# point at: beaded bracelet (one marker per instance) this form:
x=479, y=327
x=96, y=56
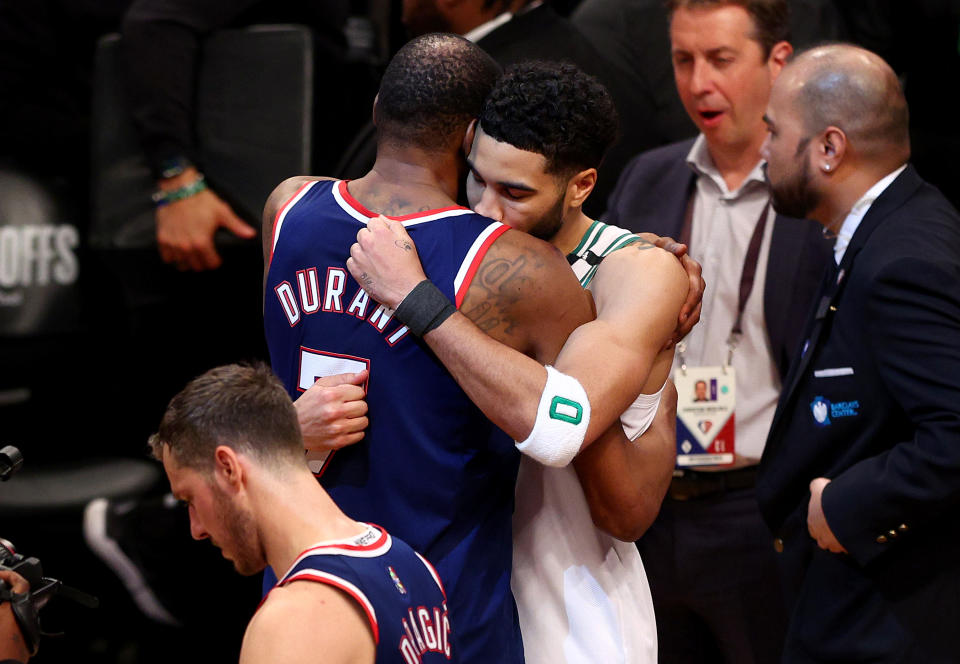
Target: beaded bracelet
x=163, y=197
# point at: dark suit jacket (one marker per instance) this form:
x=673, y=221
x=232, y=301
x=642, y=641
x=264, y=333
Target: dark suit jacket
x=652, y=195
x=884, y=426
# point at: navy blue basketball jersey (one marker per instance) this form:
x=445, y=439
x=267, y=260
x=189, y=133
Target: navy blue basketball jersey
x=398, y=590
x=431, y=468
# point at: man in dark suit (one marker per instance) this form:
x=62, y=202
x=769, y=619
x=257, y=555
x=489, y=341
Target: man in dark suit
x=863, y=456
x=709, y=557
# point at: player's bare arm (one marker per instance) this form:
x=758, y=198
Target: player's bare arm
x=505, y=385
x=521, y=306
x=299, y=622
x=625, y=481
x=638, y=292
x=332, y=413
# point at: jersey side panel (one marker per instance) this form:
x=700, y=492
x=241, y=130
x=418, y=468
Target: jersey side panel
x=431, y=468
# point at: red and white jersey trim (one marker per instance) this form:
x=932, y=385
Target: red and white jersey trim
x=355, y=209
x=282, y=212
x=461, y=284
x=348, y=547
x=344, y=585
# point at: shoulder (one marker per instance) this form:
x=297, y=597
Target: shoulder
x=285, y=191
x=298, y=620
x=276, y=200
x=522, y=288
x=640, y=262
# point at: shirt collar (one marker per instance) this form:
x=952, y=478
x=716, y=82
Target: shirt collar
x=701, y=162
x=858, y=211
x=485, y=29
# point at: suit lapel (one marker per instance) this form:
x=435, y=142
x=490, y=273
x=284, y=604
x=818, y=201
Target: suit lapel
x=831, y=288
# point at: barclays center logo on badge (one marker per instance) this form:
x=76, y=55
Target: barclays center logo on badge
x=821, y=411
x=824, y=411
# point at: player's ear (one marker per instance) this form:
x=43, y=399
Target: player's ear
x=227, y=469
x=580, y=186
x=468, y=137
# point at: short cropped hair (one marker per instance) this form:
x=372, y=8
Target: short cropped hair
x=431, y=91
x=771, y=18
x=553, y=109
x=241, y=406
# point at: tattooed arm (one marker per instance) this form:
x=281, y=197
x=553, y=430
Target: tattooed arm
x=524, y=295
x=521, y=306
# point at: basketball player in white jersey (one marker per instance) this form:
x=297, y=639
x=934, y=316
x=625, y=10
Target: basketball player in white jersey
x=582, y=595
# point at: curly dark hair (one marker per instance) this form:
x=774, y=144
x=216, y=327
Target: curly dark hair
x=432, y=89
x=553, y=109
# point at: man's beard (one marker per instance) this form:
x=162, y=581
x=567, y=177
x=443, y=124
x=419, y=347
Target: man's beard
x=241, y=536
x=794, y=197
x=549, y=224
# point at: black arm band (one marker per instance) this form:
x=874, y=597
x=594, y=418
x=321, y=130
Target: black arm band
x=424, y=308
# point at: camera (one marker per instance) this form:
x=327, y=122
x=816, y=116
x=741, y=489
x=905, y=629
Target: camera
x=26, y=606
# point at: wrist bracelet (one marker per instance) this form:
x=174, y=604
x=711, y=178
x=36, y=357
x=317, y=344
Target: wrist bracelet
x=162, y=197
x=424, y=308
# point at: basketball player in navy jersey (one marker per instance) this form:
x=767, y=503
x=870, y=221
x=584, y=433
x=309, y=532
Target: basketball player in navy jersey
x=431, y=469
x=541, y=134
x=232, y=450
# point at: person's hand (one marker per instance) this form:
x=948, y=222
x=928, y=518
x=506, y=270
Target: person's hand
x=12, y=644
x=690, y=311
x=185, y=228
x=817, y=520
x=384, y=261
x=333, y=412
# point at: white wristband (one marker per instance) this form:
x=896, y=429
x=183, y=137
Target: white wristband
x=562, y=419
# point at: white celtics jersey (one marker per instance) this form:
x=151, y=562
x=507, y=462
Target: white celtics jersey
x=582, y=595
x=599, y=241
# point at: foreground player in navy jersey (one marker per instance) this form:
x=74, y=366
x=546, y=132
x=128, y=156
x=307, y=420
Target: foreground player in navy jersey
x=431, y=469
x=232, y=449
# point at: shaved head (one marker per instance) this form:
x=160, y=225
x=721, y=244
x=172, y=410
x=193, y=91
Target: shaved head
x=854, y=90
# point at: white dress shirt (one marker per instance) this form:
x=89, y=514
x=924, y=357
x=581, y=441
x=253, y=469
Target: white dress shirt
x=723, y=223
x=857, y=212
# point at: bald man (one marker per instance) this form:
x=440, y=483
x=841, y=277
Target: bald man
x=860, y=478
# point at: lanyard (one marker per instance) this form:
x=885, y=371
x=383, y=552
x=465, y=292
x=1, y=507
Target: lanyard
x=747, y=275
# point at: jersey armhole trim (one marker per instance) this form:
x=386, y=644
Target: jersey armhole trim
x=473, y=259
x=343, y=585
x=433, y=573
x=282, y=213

_____

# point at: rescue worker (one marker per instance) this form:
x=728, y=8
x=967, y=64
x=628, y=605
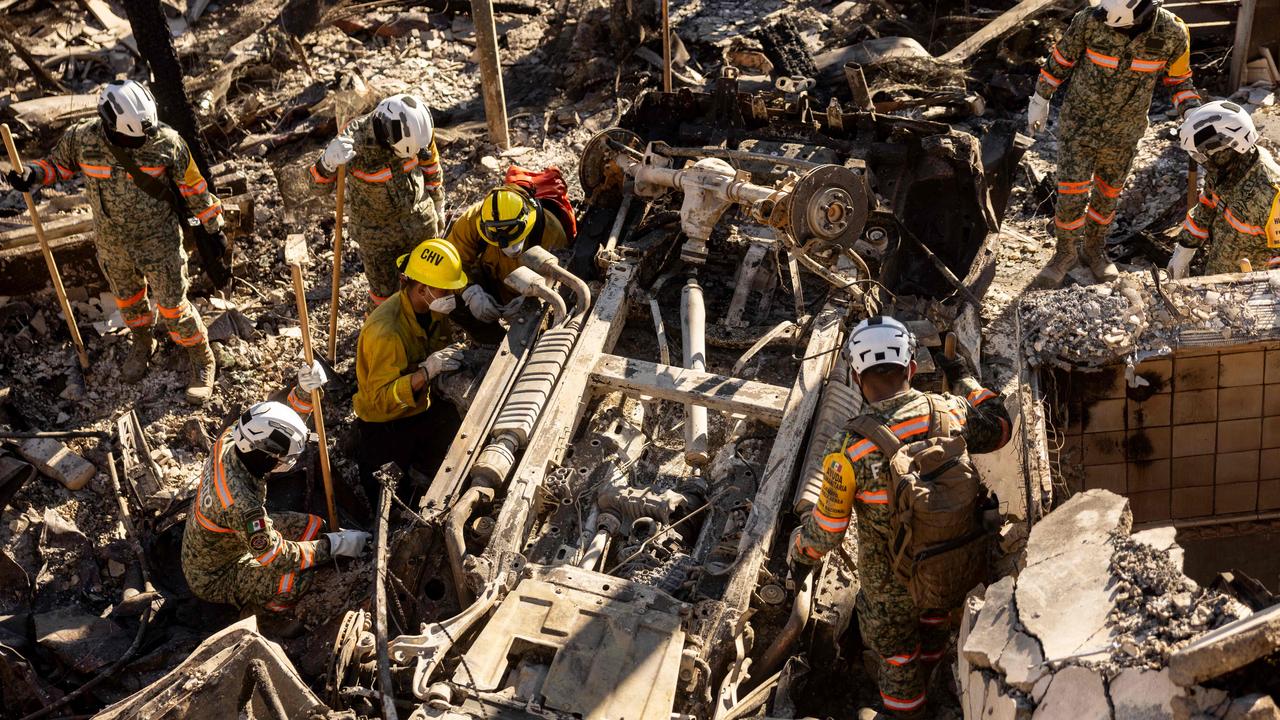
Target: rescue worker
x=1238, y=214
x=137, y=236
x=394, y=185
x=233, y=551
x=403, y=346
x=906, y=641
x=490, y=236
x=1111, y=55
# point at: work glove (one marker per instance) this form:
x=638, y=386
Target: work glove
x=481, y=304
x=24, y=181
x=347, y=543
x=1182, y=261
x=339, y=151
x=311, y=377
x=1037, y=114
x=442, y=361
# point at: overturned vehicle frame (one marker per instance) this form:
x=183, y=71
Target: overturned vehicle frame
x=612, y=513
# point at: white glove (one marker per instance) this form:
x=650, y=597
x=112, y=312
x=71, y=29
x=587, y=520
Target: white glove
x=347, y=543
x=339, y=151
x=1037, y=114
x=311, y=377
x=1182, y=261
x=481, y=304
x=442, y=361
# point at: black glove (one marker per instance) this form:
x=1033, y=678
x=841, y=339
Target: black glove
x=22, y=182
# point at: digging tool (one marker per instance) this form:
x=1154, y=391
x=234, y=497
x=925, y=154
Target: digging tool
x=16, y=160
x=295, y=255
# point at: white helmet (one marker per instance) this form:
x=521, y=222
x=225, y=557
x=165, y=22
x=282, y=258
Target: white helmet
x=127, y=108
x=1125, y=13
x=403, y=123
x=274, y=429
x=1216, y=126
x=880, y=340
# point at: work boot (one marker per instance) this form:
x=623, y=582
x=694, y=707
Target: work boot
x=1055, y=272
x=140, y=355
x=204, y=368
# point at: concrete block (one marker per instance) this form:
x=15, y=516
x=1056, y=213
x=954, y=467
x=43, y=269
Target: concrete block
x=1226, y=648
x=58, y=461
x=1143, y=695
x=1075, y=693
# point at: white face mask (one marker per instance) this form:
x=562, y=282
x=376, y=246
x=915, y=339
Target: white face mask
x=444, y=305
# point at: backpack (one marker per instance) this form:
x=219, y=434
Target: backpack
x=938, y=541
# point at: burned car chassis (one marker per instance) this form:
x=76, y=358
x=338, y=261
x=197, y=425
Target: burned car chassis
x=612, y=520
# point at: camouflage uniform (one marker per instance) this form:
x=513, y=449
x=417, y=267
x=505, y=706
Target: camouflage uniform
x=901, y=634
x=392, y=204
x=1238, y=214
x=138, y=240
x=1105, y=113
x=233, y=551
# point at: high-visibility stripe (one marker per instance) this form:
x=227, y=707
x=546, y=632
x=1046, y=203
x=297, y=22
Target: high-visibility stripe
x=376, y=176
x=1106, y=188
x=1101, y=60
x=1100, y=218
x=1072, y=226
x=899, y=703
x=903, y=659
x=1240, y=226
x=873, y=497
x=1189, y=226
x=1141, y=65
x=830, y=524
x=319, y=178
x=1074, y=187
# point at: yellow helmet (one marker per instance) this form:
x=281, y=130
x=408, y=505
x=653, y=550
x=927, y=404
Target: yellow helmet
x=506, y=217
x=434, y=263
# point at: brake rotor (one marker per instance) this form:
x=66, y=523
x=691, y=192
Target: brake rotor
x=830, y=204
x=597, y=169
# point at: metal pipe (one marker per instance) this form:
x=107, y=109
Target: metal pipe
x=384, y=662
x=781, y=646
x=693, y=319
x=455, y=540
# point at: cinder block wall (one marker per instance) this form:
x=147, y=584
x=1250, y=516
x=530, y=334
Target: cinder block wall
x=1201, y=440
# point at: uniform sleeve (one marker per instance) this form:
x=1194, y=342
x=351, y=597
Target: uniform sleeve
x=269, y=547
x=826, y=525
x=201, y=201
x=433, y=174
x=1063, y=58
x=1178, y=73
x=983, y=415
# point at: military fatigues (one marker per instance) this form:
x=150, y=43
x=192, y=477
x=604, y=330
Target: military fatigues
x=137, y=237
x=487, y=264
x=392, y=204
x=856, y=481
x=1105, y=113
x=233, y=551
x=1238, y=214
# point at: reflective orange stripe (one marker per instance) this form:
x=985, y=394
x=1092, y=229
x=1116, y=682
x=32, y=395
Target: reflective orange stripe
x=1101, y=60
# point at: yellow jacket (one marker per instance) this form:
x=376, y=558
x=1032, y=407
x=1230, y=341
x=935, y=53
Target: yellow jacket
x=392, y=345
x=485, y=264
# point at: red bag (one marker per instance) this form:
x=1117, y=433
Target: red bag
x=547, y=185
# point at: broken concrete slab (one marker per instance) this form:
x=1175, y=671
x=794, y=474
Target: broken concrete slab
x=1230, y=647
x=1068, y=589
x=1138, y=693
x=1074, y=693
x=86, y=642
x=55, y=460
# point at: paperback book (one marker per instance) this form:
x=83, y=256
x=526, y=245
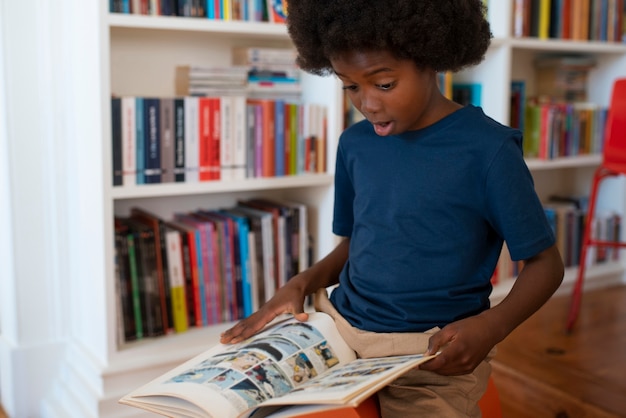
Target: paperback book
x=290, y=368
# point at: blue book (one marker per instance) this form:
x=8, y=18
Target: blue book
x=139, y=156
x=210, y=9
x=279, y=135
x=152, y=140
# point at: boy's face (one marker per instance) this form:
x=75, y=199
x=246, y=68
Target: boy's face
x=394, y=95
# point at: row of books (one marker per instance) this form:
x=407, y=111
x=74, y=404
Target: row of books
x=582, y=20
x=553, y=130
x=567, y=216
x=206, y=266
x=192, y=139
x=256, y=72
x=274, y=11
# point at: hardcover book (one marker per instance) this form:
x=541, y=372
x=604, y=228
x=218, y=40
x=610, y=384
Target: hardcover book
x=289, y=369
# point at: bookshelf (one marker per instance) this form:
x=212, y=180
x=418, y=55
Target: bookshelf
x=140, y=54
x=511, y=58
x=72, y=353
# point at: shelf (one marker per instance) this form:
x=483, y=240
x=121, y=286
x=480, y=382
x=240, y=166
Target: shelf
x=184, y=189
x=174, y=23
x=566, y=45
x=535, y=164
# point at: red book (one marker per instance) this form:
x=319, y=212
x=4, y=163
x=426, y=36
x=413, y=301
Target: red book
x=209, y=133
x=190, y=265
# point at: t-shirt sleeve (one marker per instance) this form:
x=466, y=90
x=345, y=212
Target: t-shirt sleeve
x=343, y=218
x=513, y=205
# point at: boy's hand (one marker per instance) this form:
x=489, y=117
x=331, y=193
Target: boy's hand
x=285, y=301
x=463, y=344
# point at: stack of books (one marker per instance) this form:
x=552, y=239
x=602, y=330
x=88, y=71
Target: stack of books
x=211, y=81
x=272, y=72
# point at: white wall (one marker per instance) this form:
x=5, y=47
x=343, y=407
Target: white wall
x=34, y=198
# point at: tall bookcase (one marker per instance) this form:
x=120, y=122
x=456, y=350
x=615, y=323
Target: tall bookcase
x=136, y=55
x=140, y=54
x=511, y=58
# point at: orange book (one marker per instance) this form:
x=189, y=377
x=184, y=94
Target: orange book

_____

Set exercise: Present the lines of the listing above as a numbered list, from the line containing "# point at: camera" up to and including the line containing "x=857, y=212". Leave out any blank lines.

Problem solution:
1. # point at: camera (one marker per instance) this form:
2. x=327, y=122
3. x=816, y=116
4. x=741, y=489
5. x=905, y=629
6. Target: camera
7. x=26, y=606
8. # point at: wrist bracelet (one marker per instance) this form:
9. x=174, y=604
10. x=711, y=178
11. x=36, y=357
12. x=317, y=344
13. Target: wrist bracelet
14. x=162, y=197
15. x=424, y=308
16. # point at: basketball player in navy jersey (one marker per instance) this form:
17. x=767, y=503
18. x=870, y=221
19. x=584, y=433
20. x=309, y=532
21. Target: basketball player in navy jersey
22. x=431, y=469
23. x=541, y=134
24. x=232, y=450
25. # point at: person's hand (one marker per instance) this form:
26. x=948, y=222
27. x=928, y=518
28. x=506, y=270
29. Target: person's hand
30. x=12, y=644
31. x=690, y=311
32. x=185, y=228
33. x=817, y=520
34. x=384, y=261
35. x=333, y=412
36. # point at: white wristband (one marker per instance) this form:
37. x=896, y=429
38. x=183, y=137
39. Target: white wristband
40. x=562, y=419
41. # point at: white celtics jersey (one marker per instance) this form:
42. x=151, y=562
43. x=507, y=462
44. Target: white celtics jersey
45. x=582, y=595
46. x=599, y=241
47. # point at: foreground player in navy jersey (one marker per instance) this form:
48. x=74, y=366
49. x=546, y=132
50. x=128, y=156
51. x=307, y=420
52. Target: foreground player in navy jersey
53. x=431, y=469
54. x=232, y=449
55. # point at: shaved head (one marker per instance) this form:
56. x=160, y=225
57. x=721, y=244
58. x=172, y=410
59. x=193, y=91
60. Target: shaved head
61. x=854, y=90
62. # point at: white dress shirt (one marker per instance) this form:
63. x=89, y=514
64. x=924, y=357
65. x=581, y=441
66. x=253, y=469
67. Target: white dress shirt
68. x=723, y=223
69. x=857, y=212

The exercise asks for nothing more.